Quote the data that follows line for line, without the pictures.

Start Data supplied

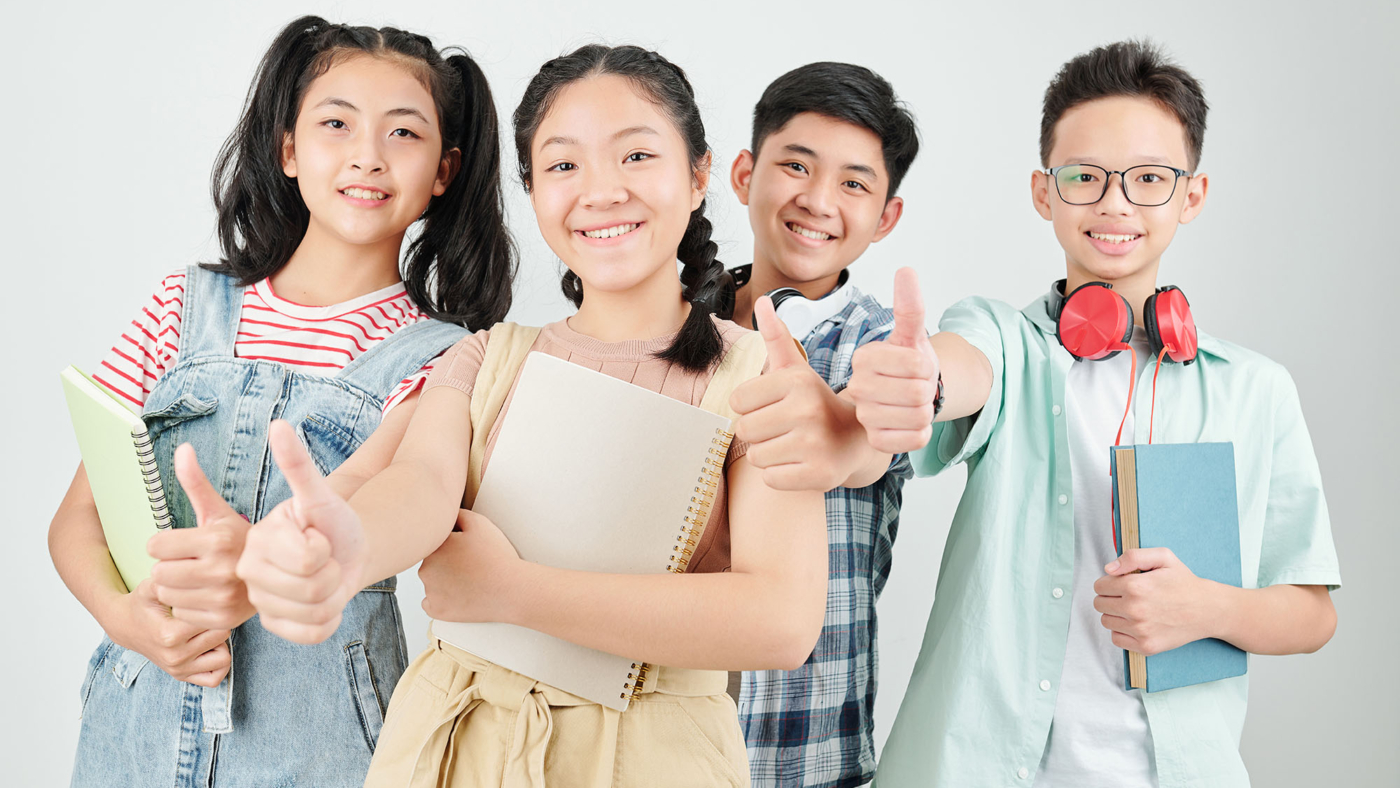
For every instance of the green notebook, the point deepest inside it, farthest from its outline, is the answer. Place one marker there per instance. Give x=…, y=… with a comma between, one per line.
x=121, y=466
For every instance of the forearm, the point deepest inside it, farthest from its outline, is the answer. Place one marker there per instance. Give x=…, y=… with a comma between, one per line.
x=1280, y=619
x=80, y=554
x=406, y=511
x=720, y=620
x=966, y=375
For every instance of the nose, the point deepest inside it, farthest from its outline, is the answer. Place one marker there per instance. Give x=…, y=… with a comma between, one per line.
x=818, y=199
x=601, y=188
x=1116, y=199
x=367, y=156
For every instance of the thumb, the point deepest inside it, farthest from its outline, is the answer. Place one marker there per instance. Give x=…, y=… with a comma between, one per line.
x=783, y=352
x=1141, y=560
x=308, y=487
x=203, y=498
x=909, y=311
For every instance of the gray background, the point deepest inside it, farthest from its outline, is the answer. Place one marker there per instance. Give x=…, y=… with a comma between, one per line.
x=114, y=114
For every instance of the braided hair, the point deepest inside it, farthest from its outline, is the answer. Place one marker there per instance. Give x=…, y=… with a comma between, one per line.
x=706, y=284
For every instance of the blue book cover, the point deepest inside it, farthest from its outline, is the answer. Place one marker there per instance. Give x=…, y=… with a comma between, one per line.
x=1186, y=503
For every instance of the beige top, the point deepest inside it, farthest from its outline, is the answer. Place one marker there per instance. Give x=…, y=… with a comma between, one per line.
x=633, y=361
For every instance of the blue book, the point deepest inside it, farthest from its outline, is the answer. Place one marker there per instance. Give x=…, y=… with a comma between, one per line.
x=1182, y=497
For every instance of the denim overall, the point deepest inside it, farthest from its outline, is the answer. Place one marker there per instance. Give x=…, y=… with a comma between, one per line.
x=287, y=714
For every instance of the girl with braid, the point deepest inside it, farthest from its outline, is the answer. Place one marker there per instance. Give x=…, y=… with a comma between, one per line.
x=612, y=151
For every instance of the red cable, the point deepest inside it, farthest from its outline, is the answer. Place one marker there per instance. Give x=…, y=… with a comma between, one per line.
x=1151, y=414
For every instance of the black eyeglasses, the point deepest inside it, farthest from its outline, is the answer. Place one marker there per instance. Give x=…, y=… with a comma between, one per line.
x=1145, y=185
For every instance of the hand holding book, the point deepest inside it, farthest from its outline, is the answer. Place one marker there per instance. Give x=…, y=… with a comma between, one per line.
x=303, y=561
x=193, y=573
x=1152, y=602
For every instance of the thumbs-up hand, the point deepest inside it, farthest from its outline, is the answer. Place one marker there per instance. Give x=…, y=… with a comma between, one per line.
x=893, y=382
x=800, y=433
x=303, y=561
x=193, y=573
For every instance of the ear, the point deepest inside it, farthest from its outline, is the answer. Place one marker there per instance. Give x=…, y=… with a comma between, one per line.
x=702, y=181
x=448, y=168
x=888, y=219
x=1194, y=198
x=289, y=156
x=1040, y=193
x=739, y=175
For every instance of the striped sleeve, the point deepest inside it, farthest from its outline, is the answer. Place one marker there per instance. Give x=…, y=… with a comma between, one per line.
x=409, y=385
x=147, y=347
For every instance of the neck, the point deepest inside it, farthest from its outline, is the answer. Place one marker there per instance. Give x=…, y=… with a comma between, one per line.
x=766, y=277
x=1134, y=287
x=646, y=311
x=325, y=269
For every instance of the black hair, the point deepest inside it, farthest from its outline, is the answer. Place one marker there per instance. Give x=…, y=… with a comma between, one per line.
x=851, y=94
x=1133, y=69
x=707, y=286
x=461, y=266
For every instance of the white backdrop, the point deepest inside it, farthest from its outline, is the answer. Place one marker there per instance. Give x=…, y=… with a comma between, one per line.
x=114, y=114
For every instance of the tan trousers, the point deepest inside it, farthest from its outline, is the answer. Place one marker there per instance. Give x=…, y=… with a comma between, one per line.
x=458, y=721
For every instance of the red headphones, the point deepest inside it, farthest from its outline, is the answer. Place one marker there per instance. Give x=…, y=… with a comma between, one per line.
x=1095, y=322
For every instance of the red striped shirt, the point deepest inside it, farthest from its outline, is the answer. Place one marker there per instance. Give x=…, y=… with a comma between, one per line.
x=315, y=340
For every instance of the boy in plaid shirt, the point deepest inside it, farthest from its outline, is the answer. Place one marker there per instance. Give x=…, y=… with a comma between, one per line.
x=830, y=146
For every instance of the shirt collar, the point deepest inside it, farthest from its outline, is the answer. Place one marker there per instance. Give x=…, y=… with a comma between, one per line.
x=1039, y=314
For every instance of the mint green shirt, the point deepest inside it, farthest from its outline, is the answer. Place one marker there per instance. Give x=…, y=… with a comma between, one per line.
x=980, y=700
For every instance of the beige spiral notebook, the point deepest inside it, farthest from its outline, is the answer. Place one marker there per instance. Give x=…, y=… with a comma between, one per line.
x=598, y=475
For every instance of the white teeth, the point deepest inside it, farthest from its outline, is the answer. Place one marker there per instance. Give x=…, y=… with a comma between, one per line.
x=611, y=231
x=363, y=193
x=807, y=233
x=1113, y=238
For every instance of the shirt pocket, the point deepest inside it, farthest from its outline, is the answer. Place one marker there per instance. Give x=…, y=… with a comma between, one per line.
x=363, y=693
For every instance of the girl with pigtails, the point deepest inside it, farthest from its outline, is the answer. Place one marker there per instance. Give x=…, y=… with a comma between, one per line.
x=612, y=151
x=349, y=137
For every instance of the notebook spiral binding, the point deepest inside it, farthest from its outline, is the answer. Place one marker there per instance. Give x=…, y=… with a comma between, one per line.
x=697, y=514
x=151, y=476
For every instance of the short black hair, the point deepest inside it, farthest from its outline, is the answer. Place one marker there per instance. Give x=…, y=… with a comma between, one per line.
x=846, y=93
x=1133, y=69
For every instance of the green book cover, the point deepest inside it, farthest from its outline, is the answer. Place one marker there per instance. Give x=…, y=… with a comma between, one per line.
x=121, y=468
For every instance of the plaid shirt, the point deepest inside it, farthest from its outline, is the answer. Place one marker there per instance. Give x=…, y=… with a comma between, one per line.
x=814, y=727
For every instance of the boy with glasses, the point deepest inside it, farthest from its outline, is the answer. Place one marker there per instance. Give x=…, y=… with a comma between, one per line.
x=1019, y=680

End Data supplied

Answer in full:
For every instance of the green notebook, the point deepest inside it, farthest from its outline, is the answer. Place one marker there per instance. Give x=…, y=… with a comma between, one per line.
x=121, y=466
For every instance of the forearm, the point deepest inside it, farthest from its outline, is the answer. Place one marker there per instance. Give x=…, y=… with a comma between, one per line.
x=1280, y=619
x=80, y=554
x=406, y=511
x=720, y=620
x=966, y=375
For every instance of the nose, the point deepest inside it, farthest from its outline, is the answer. Place one marker there per instance. Give x=…, y=… with a comma between, one per line.
x=818, y=199
x=601, y=188
x=1116, y=199
x=367, y=156
For every instance of the thumb, the point deepest inside it, farthest from its outline, is the answer. Place one marker there per instance. Give x=…, y=… with a comma between, one per line.
x=783, y=352
x=1141, y=560
x=308, y=487
x=203, y=498
x=909, y=311
For every instance of the gray background, the point deepest inside it, farthest from its outline, is the answer. Place one marker there per instance. Give x=…, y=… with a comma between, one per line.
x=114, y=114
For every instance of the braided hair, the point deepest inside it, farthest from its outline, is the answer. Place one marker there per instance. Give x=…, y=… with a comma between, one per line.
x=706, y=284
For every instance of the blue book cover, the point deepest inside it, farthest from its outline, is the answer. Place one marker there per instance. Give x=…, y=… with a comma between, one per line.
x=1186, y=503
For every instance of the beige top, the point deepest inside it, farthest from its outline, is the answer. Place one marker there per instance. Give x=…, y=… with a comma between, one per line.
x=633, y=361
For every instance of the blue book, the point deepest inside it, farthest from its outline, is the answer. Place one marker there per instance. Give x=…, y=… with a comma between, one per line.
x=1182, y=497
For every instance of the denim overall, the point deepest inside it, farthest from its outline, is the answer. Place one marker there per instance. Give x=…, y=… with a comma between, one per line.
x=287, y=714
For every instance of the girl with braid, the point deepest inside it, farthest from its outline, is the answer. Place one marker there per instance. Give x=…, y=… with a comma between, one per line.
x=612, y=151
For every instance of the red cable, the point deepest inside it, farthest from its outline, is the answer. Place one marker there per instance. Give x=…, y=… with a comma between, one per line.
x=1151, y=414
For every instance of the black eyeglasses, the point deepest inside it, farthest from its outline, is the answer. Place one marker there per instance. Give x=…, y=… with a comma between, one per line.
x=1145, y=185
For every instance of the hand holding book, the point deepest inside it, farthest from its outline, is the answer. Place one marker there per instance. Give x=…, y=… with a comma between, one per line.
x=303, y=561
x=193, y=573
x=1152, y=602
For every instance of the thumbs-up hand, the point deepest inside it, farthest from its outline, is the answer. Place one marker there per instance. Give x=…, y=… with a comma between, one per line.
x=893, y=382
x=800, y=433
x=303, y=561
x=193, y=573
For every instance of the ear, the point deepest inside it, farthest from its outline, is the answer. Place one marker there per instance. Give x=…, y=… with a comma between, one per line.
x=702, y=181
x=448, y=168
x=888, y=219
x=1194, y=198
x=289, y=156
x=1040, y=193
x=739, y=175
For every instance of the striped sleeve, the point deepest inside it, farthest from its outline, is the answer. Place one marker there per instance. Give x=…, y=… with a comma between, one per line.
x=409, y=385
x=147, y=347
For every instance of the neck, the point deepest inside it, farthest from its outline, is the answer. Place one marker there per instance. Give x=…, y=… with a comma between, one per line.
x=766, y=277
x=1134, y=287
x=646, y=311
x=325, y=269
For every instance of the black hair, the point deepest inside it, farthest from its outline, is the answer. Place one marker there per instance. Give x=…, y=… with a comma between, one per line.
x=851, y=94
x=1133, y=69
x=707, y=286
x=461, y=266
For every instance of the white backdrop, the point deepest inside it, farthest from its outline, is the answer. Place one marker there per instance. Give x=…, y=… with a comma between, one per line.
x=114, y=114
For every instance of the tan trousers, the point deepest inside it, farthest from its outline, is the answer. Place one marker there per instance. Give x=…, y=… with a comma between, one per line.
x=458, y=721
For every instance of the red headphones, the point deepest inside it, farthest from its outline, is the answer. Place one marker there per instance. Give x=…, y=… with a comma between, one per line.
x=1095, y=322
For every instance of the red striped shirt, the point deepest inside it, farthest from its outline, is the answer. Place one marker there per instance. Give x=…, y=… with a comma between, one per line.
x=315, y=340
For every instance of the boy in plaid shirt, the point deepest inside it, farthest from its outline, is the answer. Place one marker there per instance. Give x=…, y=… with a comma between, one per line.
x=830, y=146
For every instance of the shirt collar, the point deepest inside it, farthest from its outline, is the answer. Place one marker there per instance. Give x=…, y=… with a comma between, one per line.
x=1039, y=314
For every instance of the mint green shirt, the point deepest inside it, farthest from its outline, is the answer. Place one marker there per instance. Give x=…, y=… with a comma between, one per line.
x=980, y=700
For every instance of the beige spiral notebook, the point deepest inside it, farthest from its outline, is the answer. Place one marker there per instance. Give x=…, y=… with a comma between, one per line.
x=598, y=475
For every instance of the white teeth, the point deepest inside it, farthest from its outline, is the answer. Place one marker there per instance. Give x=…, y=… with a comma between, one per line.
x=611, y=231
x=363, y=193
x=807, y=233
x=1113, y=238
For every instance of the shirt pocket, the point deepest inside it, farthest from its outline, is the answer. Place one marker there per instance. Give x=…, y=… with a comma between, one per line.
x=363, y=693
For every instance of the girl with pigtails, the point deepest inside it, farthest from its outline, is the answer. Place one marker there per instance. Give x=…, y=… with a comma between, one per line.
x=612, y=151
x=349, y=137
For every instance of the notebook spiral binding, the point deepest inside it, farthest from its outline, is the answer. Place one marker there per instance. Give x=…, y=… with a comma between, one per line.
x=697, y=514
x=151, y=476
For every instance of the short black hair, the point deepest inside it, farthest from its outline, is the answer. Place one marker there per instance. Give x=…, y=… with a comma between, one per line.
x=846, y=93
x=1133, y=69
For every instance of the green book cover, the point deepest inside it, farthest from its outline, is the answer. Place one marker there per instance. Give x=…, y=… with a comma between, one per line.
x=121, y=468
For every instance of the plaid shirt, the point deepest inside it, farthest from its outline, is the answer. Place one marker there per instance. Give x=…, y=… with a comma between, one per line.
x=814, y=727
For every instance of the boy with glasses, the point deepest inside it, farthest from its outline, is the answer. Place one marker there per instance. Give x=…, y=… with a comma between, one per line.
x=1019, y=680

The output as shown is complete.